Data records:
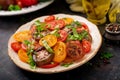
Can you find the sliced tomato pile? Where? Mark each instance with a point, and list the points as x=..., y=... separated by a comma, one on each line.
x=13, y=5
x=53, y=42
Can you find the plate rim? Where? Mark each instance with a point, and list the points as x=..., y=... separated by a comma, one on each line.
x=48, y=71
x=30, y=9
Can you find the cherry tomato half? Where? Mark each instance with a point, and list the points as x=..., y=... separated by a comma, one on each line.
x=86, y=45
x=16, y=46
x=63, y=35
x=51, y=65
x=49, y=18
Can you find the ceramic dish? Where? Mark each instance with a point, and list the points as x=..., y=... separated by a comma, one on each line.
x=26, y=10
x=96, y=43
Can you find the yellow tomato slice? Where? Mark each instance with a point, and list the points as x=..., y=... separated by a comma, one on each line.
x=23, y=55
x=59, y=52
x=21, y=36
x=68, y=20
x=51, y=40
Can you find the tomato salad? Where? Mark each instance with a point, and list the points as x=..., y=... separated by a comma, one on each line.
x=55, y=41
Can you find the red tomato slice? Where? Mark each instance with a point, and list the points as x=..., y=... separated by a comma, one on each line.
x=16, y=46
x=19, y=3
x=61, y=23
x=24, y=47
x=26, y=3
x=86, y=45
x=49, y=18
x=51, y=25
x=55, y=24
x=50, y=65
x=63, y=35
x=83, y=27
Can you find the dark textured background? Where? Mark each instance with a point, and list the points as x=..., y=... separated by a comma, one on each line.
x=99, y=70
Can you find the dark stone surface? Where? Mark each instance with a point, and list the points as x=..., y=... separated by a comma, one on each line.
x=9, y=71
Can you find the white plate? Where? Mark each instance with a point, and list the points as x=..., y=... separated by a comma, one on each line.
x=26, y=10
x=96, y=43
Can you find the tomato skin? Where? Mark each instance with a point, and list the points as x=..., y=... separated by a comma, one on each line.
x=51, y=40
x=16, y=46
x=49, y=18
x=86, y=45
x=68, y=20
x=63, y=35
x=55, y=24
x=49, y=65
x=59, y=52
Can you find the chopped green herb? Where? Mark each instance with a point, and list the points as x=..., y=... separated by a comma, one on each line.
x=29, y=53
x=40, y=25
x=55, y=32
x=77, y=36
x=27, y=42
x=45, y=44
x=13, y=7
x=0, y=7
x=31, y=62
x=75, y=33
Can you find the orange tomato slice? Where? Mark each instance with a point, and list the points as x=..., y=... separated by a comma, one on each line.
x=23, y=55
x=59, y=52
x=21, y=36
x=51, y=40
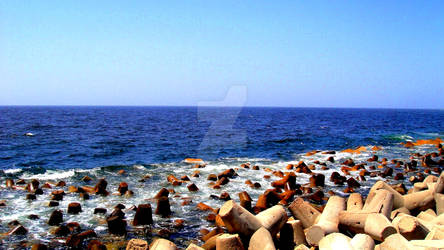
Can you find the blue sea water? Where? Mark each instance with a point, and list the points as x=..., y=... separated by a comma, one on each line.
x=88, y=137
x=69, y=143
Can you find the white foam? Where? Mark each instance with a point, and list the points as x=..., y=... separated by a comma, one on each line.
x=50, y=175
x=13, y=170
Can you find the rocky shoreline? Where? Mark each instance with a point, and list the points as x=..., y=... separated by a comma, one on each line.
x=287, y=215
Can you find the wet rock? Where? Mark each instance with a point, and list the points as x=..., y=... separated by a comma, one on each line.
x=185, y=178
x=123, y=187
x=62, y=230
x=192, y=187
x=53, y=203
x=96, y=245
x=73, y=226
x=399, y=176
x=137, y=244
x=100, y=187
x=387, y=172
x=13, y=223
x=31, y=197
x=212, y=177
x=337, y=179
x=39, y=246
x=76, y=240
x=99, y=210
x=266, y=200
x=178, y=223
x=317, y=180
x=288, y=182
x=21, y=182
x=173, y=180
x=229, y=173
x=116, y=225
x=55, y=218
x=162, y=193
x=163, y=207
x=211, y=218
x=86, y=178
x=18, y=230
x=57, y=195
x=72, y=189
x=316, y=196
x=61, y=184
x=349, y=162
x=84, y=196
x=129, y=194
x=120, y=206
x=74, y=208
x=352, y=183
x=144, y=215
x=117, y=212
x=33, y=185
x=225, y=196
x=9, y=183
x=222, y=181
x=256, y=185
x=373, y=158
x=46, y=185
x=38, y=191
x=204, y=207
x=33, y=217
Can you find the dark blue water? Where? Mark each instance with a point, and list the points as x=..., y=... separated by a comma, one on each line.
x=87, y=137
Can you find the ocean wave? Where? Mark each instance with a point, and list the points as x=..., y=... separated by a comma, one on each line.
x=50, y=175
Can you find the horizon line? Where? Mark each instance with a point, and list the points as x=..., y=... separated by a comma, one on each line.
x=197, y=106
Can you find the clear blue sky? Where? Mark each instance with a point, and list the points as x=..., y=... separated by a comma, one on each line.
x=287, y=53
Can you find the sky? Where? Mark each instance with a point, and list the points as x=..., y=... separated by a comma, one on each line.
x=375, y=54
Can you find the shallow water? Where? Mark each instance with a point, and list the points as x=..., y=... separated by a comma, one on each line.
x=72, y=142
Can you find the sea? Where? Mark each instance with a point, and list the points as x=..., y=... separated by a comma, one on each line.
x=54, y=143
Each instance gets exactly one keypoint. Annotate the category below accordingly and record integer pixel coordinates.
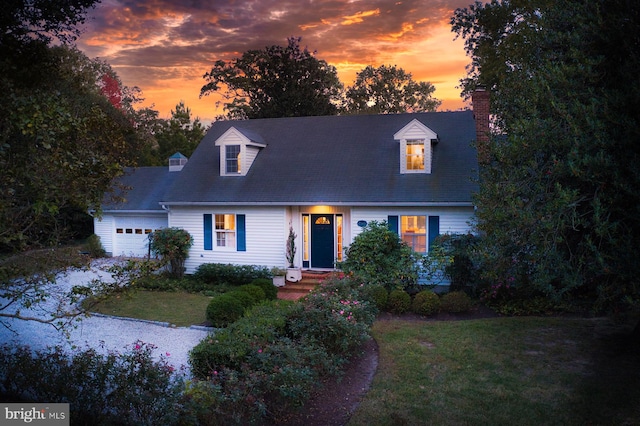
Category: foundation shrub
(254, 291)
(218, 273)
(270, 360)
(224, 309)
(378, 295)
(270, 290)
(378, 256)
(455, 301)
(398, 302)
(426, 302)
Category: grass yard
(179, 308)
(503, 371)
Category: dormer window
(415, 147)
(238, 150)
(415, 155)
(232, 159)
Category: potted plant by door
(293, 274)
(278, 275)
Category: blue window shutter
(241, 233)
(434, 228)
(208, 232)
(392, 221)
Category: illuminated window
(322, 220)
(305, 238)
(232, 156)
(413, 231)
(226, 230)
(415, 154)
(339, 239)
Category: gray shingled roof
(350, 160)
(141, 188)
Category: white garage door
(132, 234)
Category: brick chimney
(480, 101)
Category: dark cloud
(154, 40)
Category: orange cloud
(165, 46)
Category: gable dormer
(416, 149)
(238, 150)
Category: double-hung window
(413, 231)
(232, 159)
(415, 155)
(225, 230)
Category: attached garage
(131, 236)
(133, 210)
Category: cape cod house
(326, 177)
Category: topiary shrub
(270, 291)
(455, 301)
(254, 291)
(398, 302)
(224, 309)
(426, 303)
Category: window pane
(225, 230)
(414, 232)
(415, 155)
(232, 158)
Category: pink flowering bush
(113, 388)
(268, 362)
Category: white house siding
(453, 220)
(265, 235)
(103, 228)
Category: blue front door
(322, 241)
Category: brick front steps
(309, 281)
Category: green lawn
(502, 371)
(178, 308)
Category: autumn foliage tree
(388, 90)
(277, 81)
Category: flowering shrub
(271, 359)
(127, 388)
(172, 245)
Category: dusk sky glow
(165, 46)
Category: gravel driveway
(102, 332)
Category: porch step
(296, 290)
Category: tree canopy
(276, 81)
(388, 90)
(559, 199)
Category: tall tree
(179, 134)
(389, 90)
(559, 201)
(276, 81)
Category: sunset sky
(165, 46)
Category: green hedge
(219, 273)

● To do: Give every line of the data records above as a JSON list of strings, with one string per line and blank lines left out. Leave the pictures out of the list.

● Solution to the problem:
[
  "Can you find the sliced tomato pile? Where? Mark each instance with a point, and list the points as x=..., y=... separated by a comma, one on each line.",
  "x=13, y=5",
  "x=53, y=42",
  "Can you find the plate rim? Where? Mark each instance with a point, and list the points as x=..., y=... separated by a comma, one on each line.",
  "x=48, y=71",
  "x=30, y=9",
  "Can you find the cherry tomato half? Where? Mark each instance with a point, and list the points as x=..., y=... separated by a comma, one on each line.",
  "x=86, y=45",
  "x=16, y=46",
  "x=63, y=35",
  "x=51, y=65",
  "x=49, y=18",
  "Can you find the ceramic dish? Where? Mark each instance with a point, and list the points as x=..., y=... separated by a comma, one on each line.",
  "x=26, y=10",
  "x=96, y=43",
  "Can you find the yellow tomato slice? Where? Mark each instance with a point, and list the points as x=..., y=... separated by a comma, one on each line.",
  "x=23, y=55",
  "x=59, y=52",
  "x=21, y=36",
  "x=68, y=20",
  "x=51, y=40",
  "Can you find the tomato salad? Where? Mark each instance with a point, and list the points as x=..., y=... separated by a comma, one on each line.",
  "x=55, y=41",
  "Can you find the red tomato slice? Where? Mark each instance with a point, and list the points as x=..., y=... separated by a comma, one on each line.",
  "x=16, y=46",
  "x=19, y=3",
  "x=61, y=23",
  "x=24, y=47",
  "x=26, y=3",
  "x=86, y=45",
  "x=49, y=18",
  "x=51, y=25",
  "x=55, y=24",
  "x=50, y=65",
  "x=63, y=35",
  "x=83, y=27",
  "Can you find the dark textured background? Where? Mark each instance with a point, and list the points as x=..., y=... separated by a comma, one on each line.",
  "x=99, y=70",
  "Can you find the dark stone surface? Where? Mark each instance with a point, and list the points as x=..., y=... separated by a comma, one on each line.",
  "x=9, y=71",
  "Can you find the white plate? Where? Mark each instance with a point, and list the points as x=..., y=... separated by a comma, one on each line.",
  "x=26, y=10",
  "x=96, y=43",
  "Can you find the tomato skin? Where? Mark each instance with a point, and list the points as x=..., y=... separated by a comma, one on each line.",
  "x=51, y=40",
  "x=16, y=46",
  "x=49, y=18",
  "x=86, y=45",
  "x=68, y=20",
  "x=63, y=35",
  "x=55, y=24",
  "x=49, y=65",
  "x=59, y=52",
  "Can you find the chopped green herb? Where? Mark each instance with a point, and list the points as x=..., y=... separated by a comma, one on each line.",
  "x=29, y=53",
  "x=40, y=25",
  "x=55, y=32",
  "x=77, y=36",
  "x=27, y=42",
  "x=45, y=44",
  "x=13, y=7",
  "x=0, y=7",
  "x=31, y=62",
  "x=75, y=33",
  "Can you find the orange tomato slice? Where? Mark each instance with a point, and list the points as x=..., y=... separated by a comma, one on each line.",
  "x=23, y=55",
  "x=59, y=52",
  "x=21, y=36",
  "x=51, y=40",
  "Can you find the blue sea water? Where? Mark each instance with a point, and list the points as x=..., y=... separated by a comma, one on each line.",
  "x=88, y=137",
  "x=69, y=143",
  "Can you find the white foam? Where? Mark each instance with a point, and list the points as x=..., y=... separated by a comma, one on each line.",
  "x=50, y=175",
  "x=13, y=170",
  "Can you find the rocky shoreline? Where? Mark each instance with a point, and list the points as x=..., y=... separated by a comma, one on each line.",
  "x=287, y=215",
  "Can you find the wet rock? Where? Mark each instance with a point, and list the points as x=..., y=... separated by a comma, one on each line.",
  "x=185, y=178",
  "x=123, y=187",
  "x=62, y=230",
  "x=192, y=187",
  "x=53, y=203",
  "x=96, y=245",
  "x=73, y=226",
  "x=399, y=176",
  "x=137, y=244",
  "x=100, y=187",
  "x=387, y=172",
  "x=13, y=223",
  "x=31, y=197",
  "x=212, y=177",
  "x=337, y=179",
  "x=39, y=246",
  "x=76, y=240",
  "x=99, y=210",
  "x=266, y=200",
  "x=178, y=223",
  "x=317, y=180",
  "x=288, y=182",
  "x=21, y=182",
  "x=173, y=180",
  "x=229, y=173",
  "x=116, y=225",
  "x=55, y=218",
  "x=162, y=193",
  "x=163, y=207",
  "x=211, y=218",
  "x=86, y=178",
  "x=18, y=230",
  "x=57, y=195",
  "x=72, y=189",
  "x=316, y=196",
  "x=61, y=184",
  "x=349, y=162",
  "x=84, y=196",
  "x=129, y=194",
  "x=120, y=206",
  "x=74, y=208",
  "x=352, y=183",
  "x=144, y=215",
  "x=117, y=212",
  "x=33, y=185",
  "x=225, y=196",
  "x=9, y=183",
  "x=222, y=181",
  "x=256, y=185",
  "x=373, y=158",
  "x=46, y=185",
  "x=38, y=191",
  "x=204, y=207",
  "x=33, y=217",
  "Can you find the dark blue water? Where? Mark each instance with a point, and list the points as x=..., y=... separated by a comma, one on each line.",
  "x=87, y=137",
  "Can you find the ocean wave? Where? Mark each instance with a point, and list the points as x=..., y=... separated by a comma, one on each line.",
  "x=50, y=175",
  "Can you find the horizon line? Where? Mark each instance with a point, and list the points as x=..., y=... separated by a comma, one on each line.",
  "x=197, y=106",
  "Can you find the clear blue sky? Where? Mark each instance with a point, and list the points as x=..., y=... separated by a comma, one on each line.",
  "x=287, y=53",
  "Can you find the sky? Where? Mark each instance with a point, and list the points as x=..., y=... separated by a comma, one on each line.",
  "x=375, y=54",
  "Can you find the shallow water? Where? Mark each instance with a point, and list the points as x=..., y=... separated by a comma, one on each line.",
  "x=72, y=142",
  "Can you find the sea? Where? Mark each instance with a point, and list the points as x=..., y=... separated by a comma, one on each line.",
  "x=54, y=143",
  "Each instance gets exactly one keypoint. Annotate the category below accordingly and record integer pixel coordinates.",
  "Category: foundation shrub",
  "(254, 291)",
  "(218, 273)",
  "(270, 360)",
  "(224, 309)",
  "(378, 295)",
  "(270, 290)",
  "(378, 256)",
  "(455, 301)",
  "(398, 302)",
  "(426, 302)",
  "Category: grass yard",
  "(179, 308)",
  "(503, 371)",
  "Category: dormer window",
  "(415, 147)",
  "(238, 150)",
  "(415, 155)",
  "(232, 159)",
  "Category: potted plant by door",
  "(293, 274)",
  "(278, 275)",
  "Category: blue window shutter",
  "(241, 233)",
  "(434, 228)",
  "(208, 232)",
  "(392, 221)",
  "Category: illuminated window",
  "(322, 220)",
  "(305, 238)",
  "(232, 156)",
  "(413, 231)",
  "(226, 230)",
  "(415, 154)",
  "(339, 239)",
  "Category: gray shingled roof",
  "(350, 160)",
  "(141, 188)",
  "Category: white garage door",
  "(132, 234)",
  "Category: brick chimney",
  "(480, 101)",
  "Category: dark cloud",
  "(154, 40)",
  "Category: orange cloud",
  "(165, 46)",
  "Category: gable dormer",
  "(416, 149)",
  "(238, 150)",
  "Category: double-hung window",
  "(413, 231)",
  "(232, 159)",
  "(415, 155)",
  "(225, 230)",
  "Category: attached garage",
  "(131, 236)",
  "(133, 210)",
  "Category: cape cod house",
  "(326, 177)",
  "Category: topiary shrub",
  "(270, 291)",
  "(455, 301)",
  "(254, 291)",
  "(398, 302)",
  "(224, 309)",
  "(426, 303)",
  "Category: window pane",
  "(225, 230)",
  "(414, 232)",
  "(415, 155)",
  "(232, 158)",
  "Category: pink flowering bush",
  "(113, 388)",
  "(268, 362)",
  "Category: white house siding",
  "(453, 220)",
  "(265, 235)",
  "(103, 228)",
  "Category: blue front door",
  "(322, 241)",
  "Category: brick front steps",
  "(309, 281)",
  "Category: green lawn",
  "(502, 371)",
  "(178, 308)",
  "Category: autumn foliage tree",
  "(388, 90)",
  "(277, 81)",
  "Category: flowering shrub",
  "(271, 359)",
  "(127, 388)",
  "(172, 245)",
  "Category: dusk sky glow",
  "(165, 46)",
  "Category: gravel driveway",
  "(102, 332)",
  "Category: porch step",
  "(296, 290)",
  "Category: tree canopy",
  "(276, 81)",
  "(388, 90)",
  "(559, 199)",
  "Category: tall tree",
  "(179, 134)",
  "(389, 90)",
  "(559, 201)",
  "(276, 81)",
  "Category: sunset sky",
  "(165, 46)",
  "Category: green hedge",
  "(219, 273)"
]